EXTRAIT:
§ §

Longs délais pour les visas de visiteur malgré les promesses d’Ottawa
2023/02/02 Leave a comment
Of note, another operational issue:
Quiconque veut venir en visite au Canada pourrait devoir s’armer de patience avant de pouvoir le faire. Alors qu’Ottawa avait promis une réduction du temps de traitement et promettait un retour à la normale à la fin de 2022, Le Devoir a constaté que les délais officiels pour obtenir un visa de visiteur n’ont pas diminué et qu’ils ont, au contraire, explosé.
En six mois, entre juillet 2022 et janvier 2023, les délais affichés ont empiré dans 179 pays sur 195. Dans certains cas, les autorités consulaires canadiennes mettent parfois un an et demi à traiter des demandes de visa, selon les données officielles affichées sur le site d’Immigration, Réfugiés et Citoyenneté Canada (IRCC) que Le Devoir a compilées.
« Ce n’est pas juste les délais en ligne qui sont longs, c’est ça aussi dans les faits », affirme Me Léa Charbonneau-Lacroix, avocate associée chez Brunel Immigration et qui traite plusieurs dossiers de visas de visiteur. Celle-ci a déposé des demandes au printemps, à l’été et à l’automne derniers pour des clients. Elle a reçu plusieurs approbations récemment et, « tous pays confondus », les délais étaient de huit ou neuf mois. « Des pays d’Afrique, d’Amérique du Sud, d’un peu partout, détaille-t-elle. Des fois, des gens veulent venir en vacances et ils vont attendre un an pour avoir une décision. C’est un peu irréel. »En Tanzanie, les délais battent des records. Alors qu’un visa pouvait être obtenu en 64 jours en juillet dernier, il met maintenant dix fois plus de temps à être délivré, soit plus d’un an et demi (611 jours). Au Honduras, alors que le temps d’attente était de 82 jours en juillet, il est passé à 502 jours en janvier. Au Nicaragua, la situation est pratiquement la même, à quelques jours près.

§ §

LIGNES PRÉSENTÉES:

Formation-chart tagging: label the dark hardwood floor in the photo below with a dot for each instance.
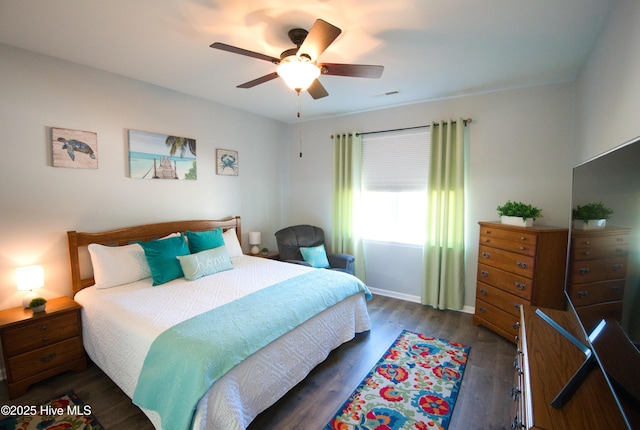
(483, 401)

§ §

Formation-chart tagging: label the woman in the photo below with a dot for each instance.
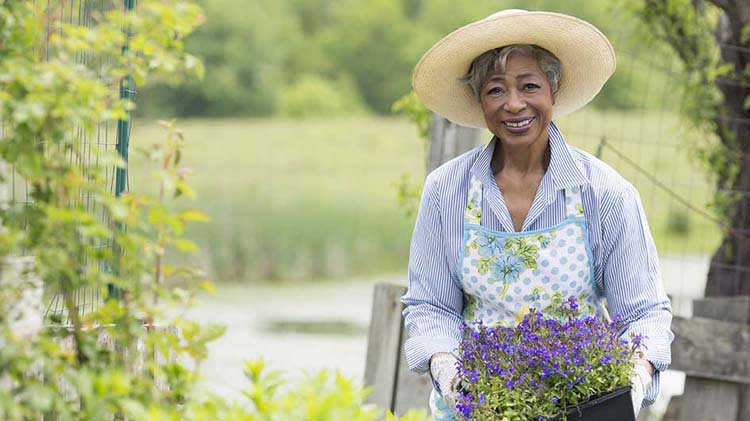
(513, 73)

§ §

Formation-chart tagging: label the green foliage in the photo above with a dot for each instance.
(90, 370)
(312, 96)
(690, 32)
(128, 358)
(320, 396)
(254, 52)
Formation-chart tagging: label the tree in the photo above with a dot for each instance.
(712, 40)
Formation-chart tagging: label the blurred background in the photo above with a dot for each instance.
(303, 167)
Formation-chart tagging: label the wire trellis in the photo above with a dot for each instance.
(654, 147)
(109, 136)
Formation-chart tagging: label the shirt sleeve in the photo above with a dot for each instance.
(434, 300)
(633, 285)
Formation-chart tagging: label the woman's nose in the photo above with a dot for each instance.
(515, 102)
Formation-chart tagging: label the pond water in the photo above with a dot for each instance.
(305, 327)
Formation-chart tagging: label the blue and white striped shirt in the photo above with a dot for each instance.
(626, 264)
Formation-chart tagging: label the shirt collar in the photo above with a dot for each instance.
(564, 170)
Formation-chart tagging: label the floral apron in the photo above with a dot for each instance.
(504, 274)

§ §

CONSIGNE ÉCRITE: Pourriez-vous poursuivre l'article sur les délais des visas de visiteur au Canada en reprenant juste après sa dernière phrase ?

RÉPONSE PROPOSÉE:
Les délais s’allongent partout, même en Europe. Au Royaume-Uni, les délais sont 22 fois plus longs. Les Britanniques n’ont pas besoin de visa, mais ceux qui ne sont pas citoyens et qui ont besoin d’un visa de visiteur pour le Canada peuvent y déposer une demande. Ils doivent désormais attendre 222 jours, alors qu’un tel visa prenait à peine dix jours à être délivré il y a six mois. En Grèce, un visa qui prenait trois semaines à arriver met maintenant dix fois plus de temps.Promesse non tenue ?
L’été dernier, à la suite d’une série d’articles du Devoir sur les longs délais de traitement pour les visas de visiteur et les permis de travail, le ministre de l’Immigration, Sean Fraser, avait réitéré l’engagement d’Ottawa de diminuer les délais pour permettre le retour aux normes de service d’ici la fin de l’année.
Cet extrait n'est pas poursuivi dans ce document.